■ **PROMPT**
Identify the line that contains "the stone in" in the material. Output it and every line after it, unchanged, through the end.
** START **
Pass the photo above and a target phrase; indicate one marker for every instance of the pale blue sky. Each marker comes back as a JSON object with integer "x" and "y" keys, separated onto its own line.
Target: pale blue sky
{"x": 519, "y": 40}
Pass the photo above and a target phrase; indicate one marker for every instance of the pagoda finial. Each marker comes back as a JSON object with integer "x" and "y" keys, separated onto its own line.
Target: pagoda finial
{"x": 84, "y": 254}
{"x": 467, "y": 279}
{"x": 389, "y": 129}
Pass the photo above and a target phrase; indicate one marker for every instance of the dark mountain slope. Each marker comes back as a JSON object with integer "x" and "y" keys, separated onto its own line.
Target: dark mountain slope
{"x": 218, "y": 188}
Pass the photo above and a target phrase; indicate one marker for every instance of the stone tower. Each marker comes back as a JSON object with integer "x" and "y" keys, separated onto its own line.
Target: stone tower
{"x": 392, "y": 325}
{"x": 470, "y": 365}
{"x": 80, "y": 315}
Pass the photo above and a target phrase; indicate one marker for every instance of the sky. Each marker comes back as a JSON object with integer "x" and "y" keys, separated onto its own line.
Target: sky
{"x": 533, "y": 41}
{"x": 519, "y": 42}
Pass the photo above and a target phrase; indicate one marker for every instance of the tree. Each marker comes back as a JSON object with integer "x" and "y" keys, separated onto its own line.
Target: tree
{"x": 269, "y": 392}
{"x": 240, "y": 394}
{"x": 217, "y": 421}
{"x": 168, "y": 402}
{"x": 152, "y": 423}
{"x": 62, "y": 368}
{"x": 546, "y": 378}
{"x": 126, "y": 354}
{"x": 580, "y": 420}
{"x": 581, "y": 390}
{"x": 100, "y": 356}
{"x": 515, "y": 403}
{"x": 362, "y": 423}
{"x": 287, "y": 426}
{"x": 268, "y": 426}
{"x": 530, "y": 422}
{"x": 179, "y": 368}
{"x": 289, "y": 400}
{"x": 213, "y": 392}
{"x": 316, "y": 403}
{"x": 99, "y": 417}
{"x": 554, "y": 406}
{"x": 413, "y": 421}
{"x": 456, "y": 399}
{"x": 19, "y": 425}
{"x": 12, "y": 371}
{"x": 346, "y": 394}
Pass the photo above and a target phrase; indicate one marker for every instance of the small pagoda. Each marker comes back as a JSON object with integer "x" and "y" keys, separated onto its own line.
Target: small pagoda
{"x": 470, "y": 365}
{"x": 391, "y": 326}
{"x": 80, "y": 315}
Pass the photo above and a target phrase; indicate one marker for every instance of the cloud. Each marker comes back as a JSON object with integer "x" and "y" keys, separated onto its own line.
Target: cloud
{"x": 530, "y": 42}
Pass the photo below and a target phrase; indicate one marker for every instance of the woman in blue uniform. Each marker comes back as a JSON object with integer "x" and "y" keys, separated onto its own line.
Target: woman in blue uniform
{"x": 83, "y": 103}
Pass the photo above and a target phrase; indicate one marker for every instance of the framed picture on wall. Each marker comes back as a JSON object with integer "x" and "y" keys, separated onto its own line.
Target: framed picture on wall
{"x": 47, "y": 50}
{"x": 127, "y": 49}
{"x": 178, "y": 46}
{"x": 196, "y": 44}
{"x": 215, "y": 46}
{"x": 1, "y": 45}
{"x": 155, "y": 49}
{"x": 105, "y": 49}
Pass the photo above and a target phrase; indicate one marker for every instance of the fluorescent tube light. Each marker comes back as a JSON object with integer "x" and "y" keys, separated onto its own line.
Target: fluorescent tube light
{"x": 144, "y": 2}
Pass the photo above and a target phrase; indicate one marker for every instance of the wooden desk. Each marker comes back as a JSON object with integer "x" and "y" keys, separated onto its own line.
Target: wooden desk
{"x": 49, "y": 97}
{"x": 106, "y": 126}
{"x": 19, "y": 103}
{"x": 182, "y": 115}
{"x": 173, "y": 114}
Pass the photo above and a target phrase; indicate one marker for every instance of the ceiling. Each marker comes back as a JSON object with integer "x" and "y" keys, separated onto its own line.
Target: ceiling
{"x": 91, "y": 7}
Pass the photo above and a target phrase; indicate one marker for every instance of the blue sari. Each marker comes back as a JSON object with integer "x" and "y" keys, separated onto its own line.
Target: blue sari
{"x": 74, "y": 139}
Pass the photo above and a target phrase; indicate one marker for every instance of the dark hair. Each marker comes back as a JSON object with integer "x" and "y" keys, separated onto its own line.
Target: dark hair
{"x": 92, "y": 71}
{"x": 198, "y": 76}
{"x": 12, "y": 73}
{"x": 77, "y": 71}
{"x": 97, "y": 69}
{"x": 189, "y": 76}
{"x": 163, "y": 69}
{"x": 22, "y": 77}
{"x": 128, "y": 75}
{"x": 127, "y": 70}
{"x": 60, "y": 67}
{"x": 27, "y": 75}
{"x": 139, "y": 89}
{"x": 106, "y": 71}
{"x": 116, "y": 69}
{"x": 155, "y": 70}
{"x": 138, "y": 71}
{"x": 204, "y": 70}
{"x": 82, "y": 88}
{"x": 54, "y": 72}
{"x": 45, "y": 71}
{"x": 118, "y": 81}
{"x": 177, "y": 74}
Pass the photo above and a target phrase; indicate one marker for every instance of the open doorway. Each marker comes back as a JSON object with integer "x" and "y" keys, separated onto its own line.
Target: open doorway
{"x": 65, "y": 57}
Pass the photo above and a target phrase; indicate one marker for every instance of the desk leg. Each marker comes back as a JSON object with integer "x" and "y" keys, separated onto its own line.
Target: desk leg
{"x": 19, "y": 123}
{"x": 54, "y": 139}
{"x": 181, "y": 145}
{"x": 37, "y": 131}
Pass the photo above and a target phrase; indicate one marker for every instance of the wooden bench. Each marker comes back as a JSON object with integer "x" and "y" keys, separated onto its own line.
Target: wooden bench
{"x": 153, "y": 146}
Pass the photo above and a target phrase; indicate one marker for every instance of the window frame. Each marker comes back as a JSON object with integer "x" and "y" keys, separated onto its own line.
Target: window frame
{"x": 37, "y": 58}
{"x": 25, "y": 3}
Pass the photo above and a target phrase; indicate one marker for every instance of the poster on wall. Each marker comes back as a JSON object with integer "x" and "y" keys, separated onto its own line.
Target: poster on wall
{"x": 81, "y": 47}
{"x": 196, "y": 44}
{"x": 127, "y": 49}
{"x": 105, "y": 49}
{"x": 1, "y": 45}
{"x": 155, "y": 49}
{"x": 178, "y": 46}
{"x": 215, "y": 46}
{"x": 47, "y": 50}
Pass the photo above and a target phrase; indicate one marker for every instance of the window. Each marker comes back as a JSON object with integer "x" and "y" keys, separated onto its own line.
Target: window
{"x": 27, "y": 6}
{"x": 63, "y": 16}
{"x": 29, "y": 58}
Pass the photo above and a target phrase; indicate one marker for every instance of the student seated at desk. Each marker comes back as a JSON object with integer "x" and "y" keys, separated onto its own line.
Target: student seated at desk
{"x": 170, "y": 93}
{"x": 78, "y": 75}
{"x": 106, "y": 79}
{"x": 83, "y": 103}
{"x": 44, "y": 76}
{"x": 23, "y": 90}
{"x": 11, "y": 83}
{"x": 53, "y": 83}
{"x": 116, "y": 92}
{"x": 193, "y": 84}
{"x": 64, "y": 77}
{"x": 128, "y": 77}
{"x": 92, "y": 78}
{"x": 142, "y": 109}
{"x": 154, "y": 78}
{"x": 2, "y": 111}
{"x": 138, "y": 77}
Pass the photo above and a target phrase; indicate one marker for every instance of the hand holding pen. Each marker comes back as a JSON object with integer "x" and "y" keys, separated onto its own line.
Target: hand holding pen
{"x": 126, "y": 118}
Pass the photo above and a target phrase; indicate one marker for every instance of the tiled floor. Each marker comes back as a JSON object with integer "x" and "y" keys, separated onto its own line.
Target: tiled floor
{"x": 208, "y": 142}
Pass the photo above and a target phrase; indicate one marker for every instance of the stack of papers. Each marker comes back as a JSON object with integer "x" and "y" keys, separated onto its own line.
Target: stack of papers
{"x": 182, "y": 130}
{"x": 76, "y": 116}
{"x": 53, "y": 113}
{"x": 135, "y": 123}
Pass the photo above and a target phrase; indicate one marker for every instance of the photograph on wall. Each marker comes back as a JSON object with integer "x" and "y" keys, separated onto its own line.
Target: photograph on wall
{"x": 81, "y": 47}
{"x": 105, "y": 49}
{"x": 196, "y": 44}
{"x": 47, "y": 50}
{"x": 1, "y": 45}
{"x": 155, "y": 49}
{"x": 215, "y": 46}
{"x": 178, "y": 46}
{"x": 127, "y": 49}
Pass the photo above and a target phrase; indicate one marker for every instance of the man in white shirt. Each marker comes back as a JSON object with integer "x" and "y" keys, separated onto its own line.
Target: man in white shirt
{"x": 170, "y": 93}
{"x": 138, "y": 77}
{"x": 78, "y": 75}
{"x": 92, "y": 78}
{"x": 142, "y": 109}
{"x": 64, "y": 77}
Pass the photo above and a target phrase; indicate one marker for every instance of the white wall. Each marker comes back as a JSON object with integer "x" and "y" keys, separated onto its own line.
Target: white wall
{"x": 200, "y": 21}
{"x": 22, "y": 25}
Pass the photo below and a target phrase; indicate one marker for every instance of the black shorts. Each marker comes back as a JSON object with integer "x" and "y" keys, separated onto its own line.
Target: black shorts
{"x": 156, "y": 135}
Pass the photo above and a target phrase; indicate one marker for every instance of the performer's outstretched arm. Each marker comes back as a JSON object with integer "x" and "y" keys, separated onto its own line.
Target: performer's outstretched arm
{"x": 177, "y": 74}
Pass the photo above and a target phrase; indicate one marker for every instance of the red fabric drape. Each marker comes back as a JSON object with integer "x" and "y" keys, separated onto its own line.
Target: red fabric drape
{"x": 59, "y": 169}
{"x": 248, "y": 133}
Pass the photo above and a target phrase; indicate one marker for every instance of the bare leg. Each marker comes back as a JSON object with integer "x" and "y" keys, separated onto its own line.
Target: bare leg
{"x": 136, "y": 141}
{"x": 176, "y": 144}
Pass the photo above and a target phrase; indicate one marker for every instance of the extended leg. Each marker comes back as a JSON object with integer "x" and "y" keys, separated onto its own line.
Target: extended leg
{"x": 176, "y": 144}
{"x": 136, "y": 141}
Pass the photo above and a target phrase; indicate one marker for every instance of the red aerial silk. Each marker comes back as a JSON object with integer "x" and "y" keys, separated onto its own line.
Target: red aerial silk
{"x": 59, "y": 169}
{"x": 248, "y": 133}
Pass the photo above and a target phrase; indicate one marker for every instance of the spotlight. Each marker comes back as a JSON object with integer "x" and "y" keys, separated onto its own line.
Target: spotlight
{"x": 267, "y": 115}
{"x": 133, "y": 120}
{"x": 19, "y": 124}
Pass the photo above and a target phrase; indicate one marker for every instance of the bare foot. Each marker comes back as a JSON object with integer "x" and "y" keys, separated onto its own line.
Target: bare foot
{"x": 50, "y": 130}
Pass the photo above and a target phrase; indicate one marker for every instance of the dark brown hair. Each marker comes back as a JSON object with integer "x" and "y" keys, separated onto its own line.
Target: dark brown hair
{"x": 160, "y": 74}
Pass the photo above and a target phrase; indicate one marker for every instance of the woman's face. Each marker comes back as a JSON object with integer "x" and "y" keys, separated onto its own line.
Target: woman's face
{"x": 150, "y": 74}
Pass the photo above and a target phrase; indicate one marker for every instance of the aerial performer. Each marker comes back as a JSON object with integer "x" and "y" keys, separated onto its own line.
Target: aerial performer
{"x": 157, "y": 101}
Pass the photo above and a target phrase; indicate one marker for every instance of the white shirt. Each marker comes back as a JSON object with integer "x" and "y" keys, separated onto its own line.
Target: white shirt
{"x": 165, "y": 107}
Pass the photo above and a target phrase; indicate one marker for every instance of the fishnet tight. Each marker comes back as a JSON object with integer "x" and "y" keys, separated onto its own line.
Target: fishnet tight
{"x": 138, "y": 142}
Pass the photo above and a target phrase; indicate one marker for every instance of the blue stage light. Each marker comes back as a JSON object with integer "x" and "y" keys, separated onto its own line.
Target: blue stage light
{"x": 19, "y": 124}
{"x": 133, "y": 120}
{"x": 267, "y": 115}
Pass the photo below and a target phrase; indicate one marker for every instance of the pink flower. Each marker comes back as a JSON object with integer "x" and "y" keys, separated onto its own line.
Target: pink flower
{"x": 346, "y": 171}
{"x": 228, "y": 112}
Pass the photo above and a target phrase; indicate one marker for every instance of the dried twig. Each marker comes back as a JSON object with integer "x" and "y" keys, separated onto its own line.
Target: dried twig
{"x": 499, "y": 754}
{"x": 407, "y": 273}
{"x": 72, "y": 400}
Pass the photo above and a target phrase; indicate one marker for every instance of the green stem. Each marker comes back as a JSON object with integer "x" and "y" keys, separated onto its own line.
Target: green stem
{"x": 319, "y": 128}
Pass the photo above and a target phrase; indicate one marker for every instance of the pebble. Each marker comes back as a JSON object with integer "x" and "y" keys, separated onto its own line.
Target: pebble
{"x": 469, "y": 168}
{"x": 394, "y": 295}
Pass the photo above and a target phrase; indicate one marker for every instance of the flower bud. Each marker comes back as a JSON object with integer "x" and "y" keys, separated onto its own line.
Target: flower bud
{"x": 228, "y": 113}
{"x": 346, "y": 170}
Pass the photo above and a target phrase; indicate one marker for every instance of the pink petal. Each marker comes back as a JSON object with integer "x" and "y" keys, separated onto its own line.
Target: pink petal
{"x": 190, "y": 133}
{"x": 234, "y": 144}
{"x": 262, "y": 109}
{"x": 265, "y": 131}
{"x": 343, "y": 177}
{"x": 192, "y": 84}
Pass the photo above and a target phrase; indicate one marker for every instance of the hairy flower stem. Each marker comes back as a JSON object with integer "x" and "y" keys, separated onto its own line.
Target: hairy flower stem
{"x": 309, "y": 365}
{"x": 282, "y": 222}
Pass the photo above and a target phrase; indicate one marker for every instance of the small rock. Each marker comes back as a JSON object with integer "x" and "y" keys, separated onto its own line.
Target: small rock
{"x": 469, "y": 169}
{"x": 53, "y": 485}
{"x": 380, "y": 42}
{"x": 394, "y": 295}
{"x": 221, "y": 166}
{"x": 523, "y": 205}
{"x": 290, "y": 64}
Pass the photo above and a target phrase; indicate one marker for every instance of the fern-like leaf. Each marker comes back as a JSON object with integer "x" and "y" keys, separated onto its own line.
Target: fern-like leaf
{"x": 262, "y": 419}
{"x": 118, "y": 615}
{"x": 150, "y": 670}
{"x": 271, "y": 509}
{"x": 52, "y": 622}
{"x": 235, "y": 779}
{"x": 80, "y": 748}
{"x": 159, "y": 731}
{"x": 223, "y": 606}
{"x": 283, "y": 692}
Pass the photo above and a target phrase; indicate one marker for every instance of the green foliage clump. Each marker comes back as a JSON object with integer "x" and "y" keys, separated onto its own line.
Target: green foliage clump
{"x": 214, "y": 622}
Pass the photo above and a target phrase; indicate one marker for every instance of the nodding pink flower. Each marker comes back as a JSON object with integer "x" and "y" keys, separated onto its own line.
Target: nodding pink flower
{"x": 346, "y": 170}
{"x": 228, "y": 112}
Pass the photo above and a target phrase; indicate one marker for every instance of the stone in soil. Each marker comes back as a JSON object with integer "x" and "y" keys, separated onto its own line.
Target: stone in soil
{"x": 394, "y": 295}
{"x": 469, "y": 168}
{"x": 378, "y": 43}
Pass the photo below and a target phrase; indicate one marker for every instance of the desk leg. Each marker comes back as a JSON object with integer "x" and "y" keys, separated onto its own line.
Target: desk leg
** END **
■ **WRITTEN RESPONSE**
Pass the photo above and a target phrase; indicate one marker for every instance of the stone in soil. Each marker comes back as a JSON object with integer "x" and "y" keys, separated onto its own line.
Target: stone in soil
{"x": 394, "y": 295}
{"x": 469, "y": 168}
{"x": 378, "y": 43}
Pass the photo below and a target phrase; indicate one marker for every instance of the desk leg. Each marker comes back as a JSON object with integer "x" and "y" keys, separated onto its own line.
Target: desk leg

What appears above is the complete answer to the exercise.